Exercise description —
Each and every line below goes into your answer unchanged, but leave out the images.

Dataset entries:
-=-=-

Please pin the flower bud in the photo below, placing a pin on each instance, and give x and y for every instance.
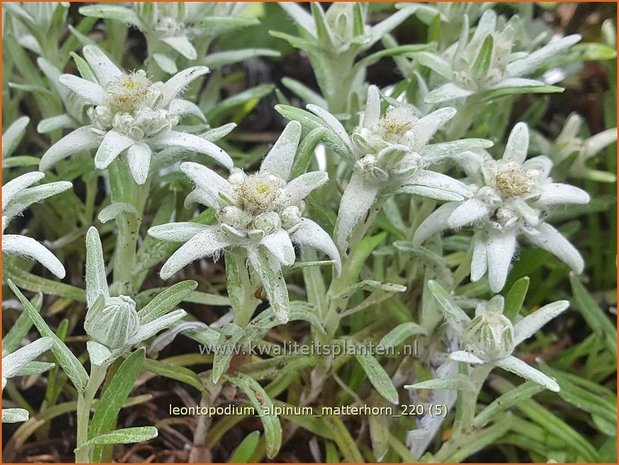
(490, 336)
(115, 324)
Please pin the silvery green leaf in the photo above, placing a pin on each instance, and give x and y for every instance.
(484, 59)
(280, 158)
(80, 140)
(54, 123)
(371, 285)
(378, 377)
(27, 197)
(13, 244)
(400, 333)
(166, 301)
(166, 338)
(114, 397)
(435, 63)
(110, 212)
(13, 135)
(230, 335)
(458, 382)
(533, 322)
(527, 372)
(65, 358)
(332, 123)
(148, 330)
(548, 238)
(310, 234)
(111, 11)
(96, 277)
(220, 132)
(269, 270)
(454, 315)
(280, 246)
(12, 363)
(228, 57)
(207, 243)
(263, 404)
(17, 185)
(14, 415)
(182, 45)
(35, 368)
(357, 199)
(98, 353)
(124, 436)
(165, 63)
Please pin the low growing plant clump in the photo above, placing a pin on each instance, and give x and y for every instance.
(391, 232)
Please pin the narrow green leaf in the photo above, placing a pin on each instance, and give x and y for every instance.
(65, 358)
(599, 323)
(246, 448)
(166, 301)
(378, 377)
(263, 404)
(113, 398)
(176, 372)
(124, 436)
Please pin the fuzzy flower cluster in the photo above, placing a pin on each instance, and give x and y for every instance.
(392, 154)
(130, 115)
(488, 61)
(511, 198)
(490, 337)
(261, 213)
(113, 323)
(172, 27)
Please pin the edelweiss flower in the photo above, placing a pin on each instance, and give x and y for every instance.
(18, 364)
(113, 323)
(487, 62)
(391, 152)
(343, 26)
(490, 337)
(132, 115)
(260, 212)
(571, 149)
(17, 195)
(512, 198)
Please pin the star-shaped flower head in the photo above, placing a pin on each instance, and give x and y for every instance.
(570, 152)
(171, 28)
(17, 195)
(512, 197)
(113, 323)
(130, 115)
(19, 363)
(488, 61)
(490, 337)
(392, 154)
(261, 213)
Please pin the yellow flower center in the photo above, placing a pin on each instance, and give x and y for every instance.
(514, 182)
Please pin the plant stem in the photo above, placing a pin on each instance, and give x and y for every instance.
(240, 289)
(126, 191)
(339, 284)
(84, 403)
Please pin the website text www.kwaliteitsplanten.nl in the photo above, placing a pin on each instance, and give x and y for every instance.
(341, 348)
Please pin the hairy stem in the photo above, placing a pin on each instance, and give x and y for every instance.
(84, 403)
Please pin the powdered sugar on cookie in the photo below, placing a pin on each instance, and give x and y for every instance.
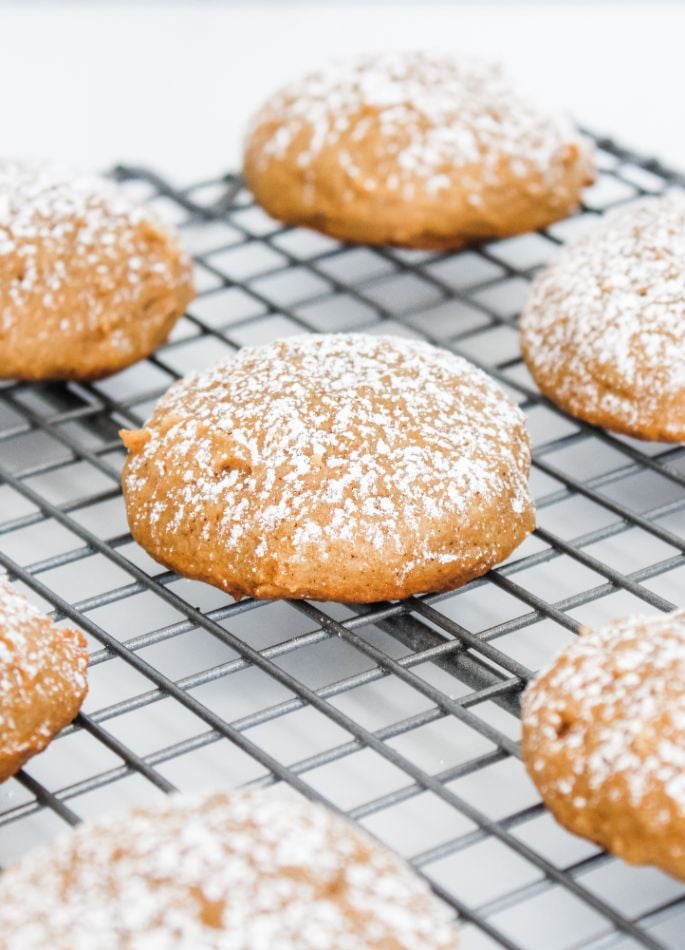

-=-=-

Exercise answer —
Please pin the flower bud in the photo below, placing a pin on each instance, and give x and y for every instance.
(490, 336)
(115, 324)
Please pin the silvery green leaf in the photo above, placing a pin on each instance, and give x and y for every instance.
(484, 59)
(280, 158)
(80, 140)
(54, 123)
(371, 285)
(378, 377)
(27, 197)
(13, 244)
(400, 333)
(166, 301)
(166, 338)
(114, 397)
(435, 63)
(110, 212)
(13, 135)
(230, 335)
(458, 382)
(533, 322)
(527, 372)
(65, 358)
(332, 123)
(148, 330)
(548, 238)
(310, 234)
(111, 11)
(96, 277)
(220, 132)
(269, 270)
(454, 315)
(280, 246)
(12, 363)
(228, 57)
(207, 243)
(263, 404)
(17, 185)
(14, 415)
(182, 45)
(35, 368)
(357, 199)
(98, 353)
(124, 436)
(165, 63)
Please pin the low growing plant clump in the photo above, placing a pin on each instance, and give x and y for every instance.
(391, 232)
Please pin the narrow green leaf in the photo above, placing a pin on each instance, and give x and y for every instance.
(65, 358)
(599, 323)
(246, 448)
(166, 301)
(378, 377)
(263, 404)
(113, 398)
(176, 372)
(124, 436)
Please pin the fuzzy flower cluster in the photo above, placing a pin on each instance, and give x and y for every instance.
(392, 154)
(130, 115)
(488, 61)
(511, 198)
(490, 337)
(261, 213)
(113, 323)
(172, 27)
Please pin the edelweiss flower in the photo above, placing a pin on each instance, and give x and y for every instance.
(18, 364)
(113, 323)
(487, 62)
(391, 152)
(343, 26)
(490, 337)
(132, 115)
(260, 212)
(571, 149)
(17, 195)
(512, 198)
Please pin the star-shaped flower head in the photo above, placing a pin on each instance, and give x and y for every instance.
(570, 152)
(171, 28)
(17, 195)
(512, 197)
(113, 323)
(130, 115)
(19, 363)
(488, 61)
(490, 337)
(392, 154)
(261, 213)
Please pin the yellow flower center in the photo above, placing a pin on each instance, and give x and y for every instance.
(514, 182)
Please pin the plant stem in the photo above, placing a pin on each instance, and give x and y for every instance.
(240, 289)
(126, 191)
(339, 284)
(84, 403)
Please pin the website text www.kwaliteitsplanten.nl in the photo above, placing a pin on each instance, and give x and y for every instance.
(341, 348)
Please pin the hairy stem in the photo above, placing a pin on each instance, and give x and y for every instance.
(84, 403)
Please pin the powdered sugar on cookie in the photo below, placing a pin on each instance, and give x and y for every instance.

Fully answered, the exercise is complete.